# Available data

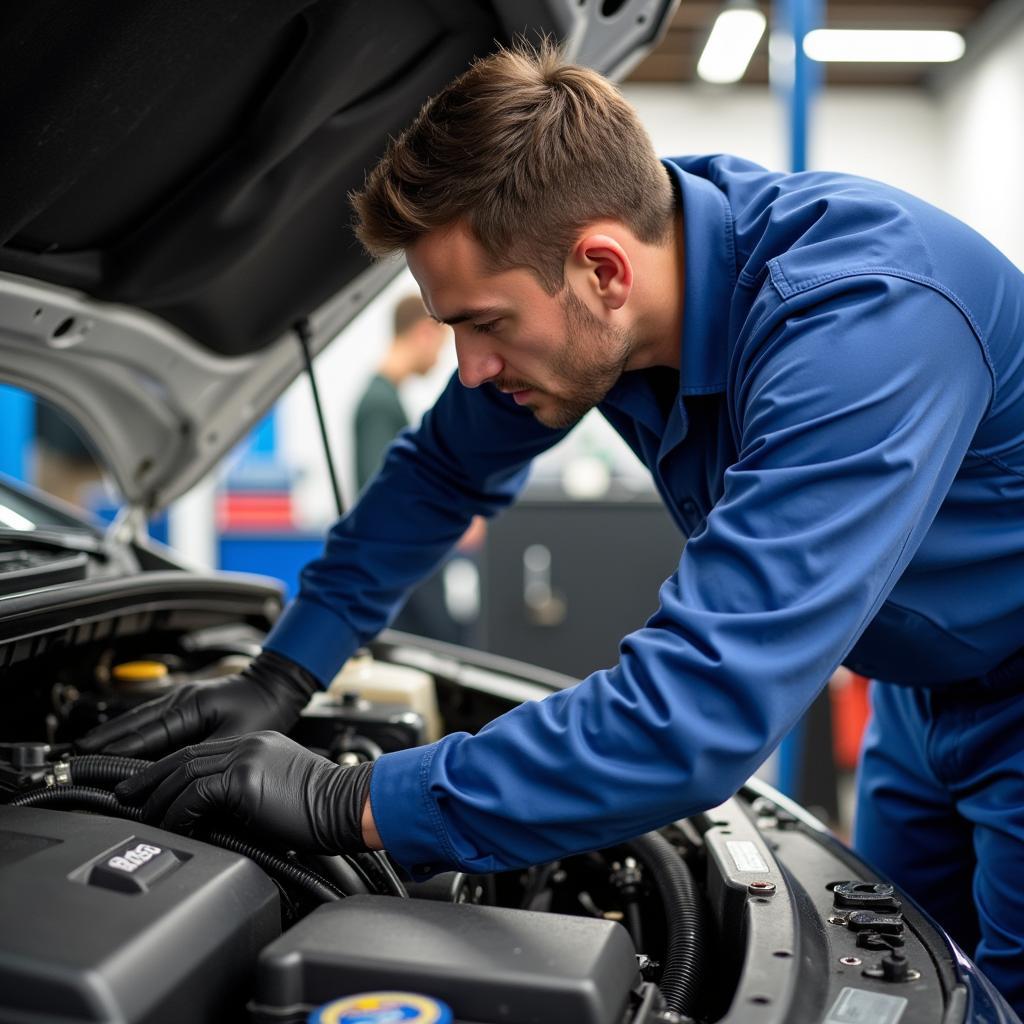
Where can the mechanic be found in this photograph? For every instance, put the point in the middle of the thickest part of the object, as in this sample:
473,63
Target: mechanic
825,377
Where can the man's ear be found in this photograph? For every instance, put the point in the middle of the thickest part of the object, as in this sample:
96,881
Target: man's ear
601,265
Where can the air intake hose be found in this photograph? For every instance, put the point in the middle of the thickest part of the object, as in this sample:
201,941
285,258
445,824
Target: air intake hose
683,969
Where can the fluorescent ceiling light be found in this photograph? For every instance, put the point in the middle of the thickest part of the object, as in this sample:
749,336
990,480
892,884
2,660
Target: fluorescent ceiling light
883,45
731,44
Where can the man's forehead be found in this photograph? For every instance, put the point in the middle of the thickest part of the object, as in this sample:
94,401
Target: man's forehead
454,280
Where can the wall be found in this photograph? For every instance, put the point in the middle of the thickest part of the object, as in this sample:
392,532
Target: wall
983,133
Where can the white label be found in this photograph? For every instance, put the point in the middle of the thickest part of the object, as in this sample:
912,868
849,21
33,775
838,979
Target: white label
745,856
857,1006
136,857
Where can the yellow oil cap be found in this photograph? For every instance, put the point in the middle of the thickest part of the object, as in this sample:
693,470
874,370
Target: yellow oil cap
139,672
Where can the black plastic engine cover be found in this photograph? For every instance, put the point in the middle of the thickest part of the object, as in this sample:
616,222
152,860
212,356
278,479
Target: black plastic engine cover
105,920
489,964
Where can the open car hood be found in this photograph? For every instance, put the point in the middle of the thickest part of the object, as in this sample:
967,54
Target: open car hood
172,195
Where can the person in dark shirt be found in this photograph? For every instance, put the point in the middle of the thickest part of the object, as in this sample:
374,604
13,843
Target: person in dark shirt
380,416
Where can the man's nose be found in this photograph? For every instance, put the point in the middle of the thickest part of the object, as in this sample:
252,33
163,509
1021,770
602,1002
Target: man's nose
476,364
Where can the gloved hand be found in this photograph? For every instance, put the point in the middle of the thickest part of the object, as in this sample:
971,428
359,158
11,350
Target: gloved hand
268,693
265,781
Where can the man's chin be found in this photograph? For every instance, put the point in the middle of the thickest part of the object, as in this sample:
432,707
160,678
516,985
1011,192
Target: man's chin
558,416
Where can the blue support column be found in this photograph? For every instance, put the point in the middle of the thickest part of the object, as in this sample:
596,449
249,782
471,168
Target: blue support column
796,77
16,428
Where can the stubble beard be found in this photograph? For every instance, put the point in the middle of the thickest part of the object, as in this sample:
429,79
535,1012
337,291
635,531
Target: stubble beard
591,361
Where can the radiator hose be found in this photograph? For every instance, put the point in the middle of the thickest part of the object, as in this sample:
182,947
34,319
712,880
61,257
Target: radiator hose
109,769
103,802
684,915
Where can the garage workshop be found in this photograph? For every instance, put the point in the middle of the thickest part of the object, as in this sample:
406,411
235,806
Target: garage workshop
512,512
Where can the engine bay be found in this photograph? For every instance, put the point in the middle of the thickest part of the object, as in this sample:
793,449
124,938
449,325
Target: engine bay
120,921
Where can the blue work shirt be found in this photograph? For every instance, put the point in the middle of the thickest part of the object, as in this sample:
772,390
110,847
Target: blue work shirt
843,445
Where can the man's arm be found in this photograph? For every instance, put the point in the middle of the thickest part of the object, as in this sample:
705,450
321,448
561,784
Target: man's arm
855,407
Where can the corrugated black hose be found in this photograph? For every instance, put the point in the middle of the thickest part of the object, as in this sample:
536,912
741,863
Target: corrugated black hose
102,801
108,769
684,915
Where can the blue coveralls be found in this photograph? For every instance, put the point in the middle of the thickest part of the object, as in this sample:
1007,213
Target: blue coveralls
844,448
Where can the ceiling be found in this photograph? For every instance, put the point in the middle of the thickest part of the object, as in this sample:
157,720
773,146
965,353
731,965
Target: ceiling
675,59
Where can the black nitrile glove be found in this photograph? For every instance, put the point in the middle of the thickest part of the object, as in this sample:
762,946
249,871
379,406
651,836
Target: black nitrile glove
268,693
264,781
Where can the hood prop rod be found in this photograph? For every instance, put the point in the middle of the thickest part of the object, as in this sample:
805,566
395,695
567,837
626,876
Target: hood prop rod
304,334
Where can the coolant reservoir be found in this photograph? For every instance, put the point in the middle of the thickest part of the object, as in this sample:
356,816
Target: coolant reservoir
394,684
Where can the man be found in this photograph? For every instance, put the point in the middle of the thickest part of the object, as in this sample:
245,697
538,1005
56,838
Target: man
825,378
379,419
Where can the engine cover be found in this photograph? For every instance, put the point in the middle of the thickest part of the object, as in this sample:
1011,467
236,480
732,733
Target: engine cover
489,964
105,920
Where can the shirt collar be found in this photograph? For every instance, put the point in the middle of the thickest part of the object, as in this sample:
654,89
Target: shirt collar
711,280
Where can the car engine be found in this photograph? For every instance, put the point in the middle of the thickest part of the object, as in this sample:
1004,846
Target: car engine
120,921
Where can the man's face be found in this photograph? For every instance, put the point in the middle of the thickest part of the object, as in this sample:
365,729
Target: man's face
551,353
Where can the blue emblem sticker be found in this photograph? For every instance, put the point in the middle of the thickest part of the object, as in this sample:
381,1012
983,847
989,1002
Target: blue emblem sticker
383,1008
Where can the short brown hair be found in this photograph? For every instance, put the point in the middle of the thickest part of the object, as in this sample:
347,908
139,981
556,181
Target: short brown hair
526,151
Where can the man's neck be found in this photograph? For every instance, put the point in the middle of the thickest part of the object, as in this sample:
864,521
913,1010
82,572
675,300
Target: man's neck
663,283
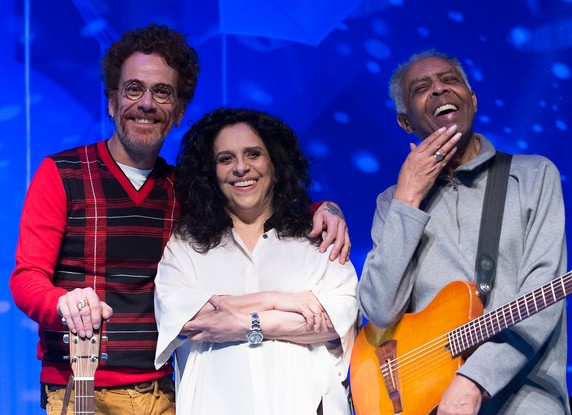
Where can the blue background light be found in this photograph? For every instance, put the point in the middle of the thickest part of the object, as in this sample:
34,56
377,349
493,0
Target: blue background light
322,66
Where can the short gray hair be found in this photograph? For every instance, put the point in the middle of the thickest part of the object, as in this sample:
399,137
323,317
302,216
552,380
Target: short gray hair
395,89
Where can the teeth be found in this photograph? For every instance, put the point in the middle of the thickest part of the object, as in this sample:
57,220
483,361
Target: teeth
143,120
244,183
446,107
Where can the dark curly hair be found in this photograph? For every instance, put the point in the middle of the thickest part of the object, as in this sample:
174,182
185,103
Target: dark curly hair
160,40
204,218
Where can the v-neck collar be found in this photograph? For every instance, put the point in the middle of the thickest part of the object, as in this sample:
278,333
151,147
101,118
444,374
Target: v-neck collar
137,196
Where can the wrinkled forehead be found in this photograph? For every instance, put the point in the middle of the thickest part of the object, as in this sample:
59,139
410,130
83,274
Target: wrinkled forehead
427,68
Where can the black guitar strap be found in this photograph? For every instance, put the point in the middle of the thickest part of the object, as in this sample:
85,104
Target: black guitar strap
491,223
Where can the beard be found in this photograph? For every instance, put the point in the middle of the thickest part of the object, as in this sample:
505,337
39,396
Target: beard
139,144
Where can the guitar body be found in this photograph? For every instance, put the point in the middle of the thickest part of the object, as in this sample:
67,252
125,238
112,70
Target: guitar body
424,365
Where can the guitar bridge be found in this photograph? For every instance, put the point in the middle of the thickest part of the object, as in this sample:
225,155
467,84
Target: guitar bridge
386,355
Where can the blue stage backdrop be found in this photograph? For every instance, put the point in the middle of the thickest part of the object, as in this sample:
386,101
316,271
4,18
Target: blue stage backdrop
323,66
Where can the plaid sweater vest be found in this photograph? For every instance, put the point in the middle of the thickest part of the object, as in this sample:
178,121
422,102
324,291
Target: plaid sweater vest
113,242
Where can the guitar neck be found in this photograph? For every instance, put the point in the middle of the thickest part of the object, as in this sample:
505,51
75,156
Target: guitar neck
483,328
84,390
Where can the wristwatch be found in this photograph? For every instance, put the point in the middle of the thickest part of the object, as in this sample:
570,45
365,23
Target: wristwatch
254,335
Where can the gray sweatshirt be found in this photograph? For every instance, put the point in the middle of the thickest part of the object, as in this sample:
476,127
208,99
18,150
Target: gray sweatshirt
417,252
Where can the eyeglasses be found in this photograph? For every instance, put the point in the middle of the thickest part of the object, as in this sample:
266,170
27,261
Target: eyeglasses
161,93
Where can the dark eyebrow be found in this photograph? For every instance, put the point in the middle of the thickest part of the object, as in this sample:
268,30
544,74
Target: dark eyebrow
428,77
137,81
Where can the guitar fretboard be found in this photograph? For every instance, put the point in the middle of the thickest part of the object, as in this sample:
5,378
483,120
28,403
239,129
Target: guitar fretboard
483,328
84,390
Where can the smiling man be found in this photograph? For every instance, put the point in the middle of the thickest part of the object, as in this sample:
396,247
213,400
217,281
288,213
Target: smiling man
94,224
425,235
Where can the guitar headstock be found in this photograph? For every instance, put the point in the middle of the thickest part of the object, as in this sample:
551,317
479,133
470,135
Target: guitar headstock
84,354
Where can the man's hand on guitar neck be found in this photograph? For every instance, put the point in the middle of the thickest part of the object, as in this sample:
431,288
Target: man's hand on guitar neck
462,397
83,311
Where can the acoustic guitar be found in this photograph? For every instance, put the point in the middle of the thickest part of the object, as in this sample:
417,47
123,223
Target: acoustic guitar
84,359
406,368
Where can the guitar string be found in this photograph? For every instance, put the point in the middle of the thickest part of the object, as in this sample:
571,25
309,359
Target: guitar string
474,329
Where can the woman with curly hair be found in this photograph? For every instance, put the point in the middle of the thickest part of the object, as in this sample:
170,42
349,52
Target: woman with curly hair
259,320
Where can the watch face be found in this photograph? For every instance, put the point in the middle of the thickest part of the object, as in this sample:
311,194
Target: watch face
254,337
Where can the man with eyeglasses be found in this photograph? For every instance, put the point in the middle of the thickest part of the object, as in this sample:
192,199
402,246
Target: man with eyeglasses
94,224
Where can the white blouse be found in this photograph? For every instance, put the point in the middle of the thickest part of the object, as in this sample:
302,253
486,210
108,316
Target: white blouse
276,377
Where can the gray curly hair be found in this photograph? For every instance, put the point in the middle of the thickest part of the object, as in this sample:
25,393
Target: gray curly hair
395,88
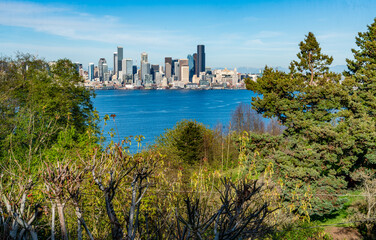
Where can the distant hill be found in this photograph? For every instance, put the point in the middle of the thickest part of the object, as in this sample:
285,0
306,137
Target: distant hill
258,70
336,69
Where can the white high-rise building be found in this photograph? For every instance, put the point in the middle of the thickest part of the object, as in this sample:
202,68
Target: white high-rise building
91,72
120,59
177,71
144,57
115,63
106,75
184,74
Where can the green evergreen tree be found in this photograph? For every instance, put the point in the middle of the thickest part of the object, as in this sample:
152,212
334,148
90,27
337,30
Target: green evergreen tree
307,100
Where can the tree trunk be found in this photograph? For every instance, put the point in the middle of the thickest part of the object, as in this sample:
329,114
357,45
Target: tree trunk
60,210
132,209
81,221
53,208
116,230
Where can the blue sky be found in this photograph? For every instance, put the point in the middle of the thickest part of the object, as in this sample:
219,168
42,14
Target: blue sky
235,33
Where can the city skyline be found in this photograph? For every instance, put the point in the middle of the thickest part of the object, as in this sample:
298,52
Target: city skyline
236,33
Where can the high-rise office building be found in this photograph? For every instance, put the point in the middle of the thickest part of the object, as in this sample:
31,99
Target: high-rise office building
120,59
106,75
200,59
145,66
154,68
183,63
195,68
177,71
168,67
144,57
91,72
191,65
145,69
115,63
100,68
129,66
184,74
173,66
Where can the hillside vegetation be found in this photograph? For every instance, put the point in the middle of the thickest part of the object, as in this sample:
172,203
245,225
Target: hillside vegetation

# What the task asks
Filter the listing above so that only lines holding the word "vegetation" remain, and report those lines.

# Answer area
Where can the hillside vegetation be found in this photograph? For every instance, put the point in the middle of the thickest part of the object, as in this sample:
Target: hillside vegetation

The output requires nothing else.